→ REQUEST
Count the lines in the entries below that contain the string "cloth", treating uppercase and lowercase as different, and give only that number.

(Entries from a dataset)
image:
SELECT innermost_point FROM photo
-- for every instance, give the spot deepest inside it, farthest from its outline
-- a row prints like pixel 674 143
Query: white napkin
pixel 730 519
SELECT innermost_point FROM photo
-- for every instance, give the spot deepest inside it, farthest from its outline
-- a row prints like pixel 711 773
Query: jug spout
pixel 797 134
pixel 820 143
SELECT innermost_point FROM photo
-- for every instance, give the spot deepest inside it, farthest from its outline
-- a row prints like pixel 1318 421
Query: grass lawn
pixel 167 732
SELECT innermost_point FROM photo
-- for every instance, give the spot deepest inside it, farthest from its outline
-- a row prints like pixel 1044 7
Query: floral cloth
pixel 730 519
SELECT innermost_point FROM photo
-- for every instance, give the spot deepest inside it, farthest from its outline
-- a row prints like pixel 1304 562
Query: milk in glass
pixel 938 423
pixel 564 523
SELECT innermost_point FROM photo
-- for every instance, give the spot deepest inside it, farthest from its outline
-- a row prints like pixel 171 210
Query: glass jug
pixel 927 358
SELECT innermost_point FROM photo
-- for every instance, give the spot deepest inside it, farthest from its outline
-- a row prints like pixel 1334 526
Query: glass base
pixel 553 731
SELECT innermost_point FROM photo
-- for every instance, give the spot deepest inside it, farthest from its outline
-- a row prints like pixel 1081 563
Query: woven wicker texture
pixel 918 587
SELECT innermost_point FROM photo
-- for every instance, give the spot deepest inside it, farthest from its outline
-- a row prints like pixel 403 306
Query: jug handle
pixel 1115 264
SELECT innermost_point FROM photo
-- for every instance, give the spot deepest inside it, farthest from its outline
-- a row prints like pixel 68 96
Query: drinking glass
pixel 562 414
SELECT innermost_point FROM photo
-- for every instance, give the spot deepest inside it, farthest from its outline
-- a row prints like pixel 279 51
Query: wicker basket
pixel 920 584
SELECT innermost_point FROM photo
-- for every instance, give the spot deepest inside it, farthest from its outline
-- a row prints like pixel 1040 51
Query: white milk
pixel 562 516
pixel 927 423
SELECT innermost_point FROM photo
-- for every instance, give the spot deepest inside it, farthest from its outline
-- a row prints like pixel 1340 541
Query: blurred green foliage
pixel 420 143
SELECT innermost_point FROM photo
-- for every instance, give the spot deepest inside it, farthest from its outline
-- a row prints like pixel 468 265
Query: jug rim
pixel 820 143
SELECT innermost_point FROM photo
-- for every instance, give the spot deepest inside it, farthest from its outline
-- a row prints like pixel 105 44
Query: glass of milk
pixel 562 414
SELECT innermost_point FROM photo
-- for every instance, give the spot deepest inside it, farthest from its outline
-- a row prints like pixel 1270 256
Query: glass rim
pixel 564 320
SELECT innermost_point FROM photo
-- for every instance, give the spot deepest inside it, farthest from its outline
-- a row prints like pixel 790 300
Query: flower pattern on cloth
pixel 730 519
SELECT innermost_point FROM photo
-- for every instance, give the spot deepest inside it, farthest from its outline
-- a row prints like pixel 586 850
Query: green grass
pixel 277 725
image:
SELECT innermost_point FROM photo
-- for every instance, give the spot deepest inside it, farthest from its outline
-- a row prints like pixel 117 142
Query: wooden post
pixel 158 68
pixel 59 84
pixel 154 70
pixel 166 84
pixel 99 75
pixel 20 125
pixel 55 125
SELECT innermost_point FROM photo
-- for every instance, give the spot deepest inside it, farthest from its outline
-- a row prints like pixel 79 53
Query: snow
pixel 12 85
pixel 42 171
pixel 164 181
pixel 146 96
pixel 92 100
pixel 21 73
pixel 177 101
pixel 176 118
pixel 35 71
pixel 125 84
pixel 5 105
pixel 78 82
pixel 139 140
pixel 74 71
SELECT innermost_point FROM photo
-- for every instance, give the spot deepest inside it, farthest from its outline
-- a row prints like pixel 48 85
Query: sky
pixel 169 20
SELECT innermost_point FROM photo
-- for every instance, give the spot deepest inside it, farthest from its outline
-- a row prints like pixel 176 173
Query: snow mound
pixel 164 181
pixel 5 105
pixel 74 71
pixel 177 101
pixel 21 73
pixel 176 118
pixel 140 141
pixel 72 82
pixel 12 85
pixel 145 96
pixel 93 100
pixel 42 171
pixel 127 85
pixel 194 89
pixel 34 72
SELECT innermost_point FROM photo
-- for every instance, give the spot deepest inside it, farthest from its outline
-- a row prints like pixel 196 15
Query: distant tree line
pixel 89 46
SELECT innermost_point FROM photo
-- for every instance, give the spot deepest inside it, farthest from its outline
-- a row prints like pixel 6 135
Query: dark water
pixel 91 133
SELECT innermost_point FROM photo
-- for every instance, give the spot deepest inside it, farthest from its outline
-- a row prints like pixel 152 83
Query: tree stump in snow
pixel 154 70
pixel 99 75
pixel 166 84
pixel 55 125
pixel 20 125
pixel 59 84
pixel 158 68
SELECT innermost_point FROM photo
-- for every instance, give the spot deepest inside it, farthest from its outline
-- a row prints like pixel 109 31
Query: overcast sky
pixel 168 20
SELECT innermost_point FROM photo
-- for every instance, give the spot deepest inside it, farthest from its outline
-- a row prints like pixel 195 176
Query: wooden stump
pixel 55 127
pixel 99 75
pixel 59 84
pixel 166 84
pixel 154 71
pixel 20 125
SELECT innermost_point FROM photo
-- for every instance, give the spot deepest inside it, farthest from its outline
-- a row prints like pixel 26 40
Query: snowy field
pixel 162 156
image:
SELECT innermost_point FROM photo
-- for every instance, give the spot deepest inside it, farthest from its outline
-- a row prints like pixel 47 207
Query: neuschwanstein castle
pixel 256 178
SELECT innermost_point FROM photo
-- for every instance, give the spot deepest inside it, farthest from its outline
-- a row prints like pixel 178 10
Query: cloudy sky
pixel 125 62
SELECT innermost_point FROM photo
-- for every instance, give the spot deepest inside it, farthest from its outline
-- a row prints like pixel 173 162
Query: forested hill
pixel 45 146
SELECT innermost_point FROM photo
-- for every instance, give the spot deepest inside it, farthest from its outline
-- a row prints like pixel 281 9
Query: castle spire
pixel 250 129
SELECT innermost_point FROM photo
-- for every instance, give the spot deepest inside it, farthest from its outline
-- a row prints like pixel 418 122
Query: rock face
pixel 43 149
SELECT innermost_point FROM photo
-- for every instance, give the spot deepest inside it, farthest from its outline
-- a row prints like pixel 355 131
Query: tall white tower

→ SOLUTION TO THE EXERCISE
2